--- What this task involves ---
Please return all of the rows below verbatim, keeping every line and character unchanged.

-- Dataset excerpts start --

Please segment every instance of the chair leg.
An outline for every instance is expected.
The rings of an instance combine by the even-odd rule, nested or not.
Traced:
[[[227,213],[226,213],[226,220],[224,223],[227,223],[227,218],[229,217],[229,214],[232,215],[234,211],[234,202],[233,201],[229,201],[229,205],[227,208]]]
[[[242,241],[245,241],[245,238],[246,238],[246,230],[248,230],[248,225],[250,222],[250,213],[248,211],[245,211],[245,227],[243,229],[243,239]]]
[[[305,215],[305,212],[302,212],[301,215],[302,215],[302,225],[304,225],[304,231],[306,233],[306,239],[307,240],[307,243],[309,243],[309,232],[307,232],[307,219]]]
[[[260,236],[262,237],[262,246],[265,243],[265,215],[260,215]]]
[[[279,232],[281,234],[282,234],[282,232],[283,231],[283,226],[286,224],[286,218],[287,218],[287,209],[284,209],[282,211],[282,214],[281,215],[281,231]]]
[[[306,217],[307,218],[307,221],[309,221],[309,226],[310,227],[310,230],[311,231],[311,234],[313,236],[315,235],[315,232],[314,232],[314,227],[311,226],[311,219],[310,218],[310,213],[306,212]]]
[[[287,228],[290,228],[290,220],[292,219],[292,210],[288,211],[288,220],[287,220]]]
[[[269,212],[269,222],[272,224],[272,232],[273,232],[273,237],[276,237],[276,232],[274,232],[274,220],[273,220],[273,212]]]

-- Dataset excerpts end --

--- Exercise output ---
Please segment every instance of the chair leg.
An outline for every instance is expected.
The rings of an instance combine by the even-odd rule, nested or not.
Traced:
[[[227,213],[226,213],[226,220],[224,223],[227,223],[227,218],[229,217],[229,214],[232,215],[234,211],[234,202],[233,201],[229,201],[229,205],[227,208]]]
[[[242,241],[245,241],[245,238],[246,238],[246,230],[248,230],[248,225],[250,222],[250,213],[248,211],[245,211],[245,227],[243,229],[243,239]]]
[[[305,215],[305,212],[302,212],[301,215],[302,215],[302,225],[304,225],[304,231],[306,233],[306,239],[307,240],[307,243],[309,243],[309,232],[307,232],[307,219]]]
[[[260,236],[262,237],[262,246],[265,243],[265,215],[260,215]]]
[[[279,232],[281,234],[282,234],[282,232],[283,231],[283,226],[286,224],[286,218],[287,218],[287,209],[284,209],[282,211],[282,214],[281,215],[281,231]]]
[[[306,217],[307,218],[307,221],[309,221],[309,226],[310,227],[310,230],[311,231],[311,234],[313,236],[315,235],[315,232],[314,232],[314,227],[311,226],[311,219],[310,218],[310,213],[306,212]]]
[[[287,228],[290,228],[290,220],[292,219],[292,210],[288,211],[288,220],[287,220]]]
[[[269,212],[269,222],[272,224],[272,232],[273,232],[273,237],[276,237],[276,232],[274,232],[274,220],[273,220],[273,212]]]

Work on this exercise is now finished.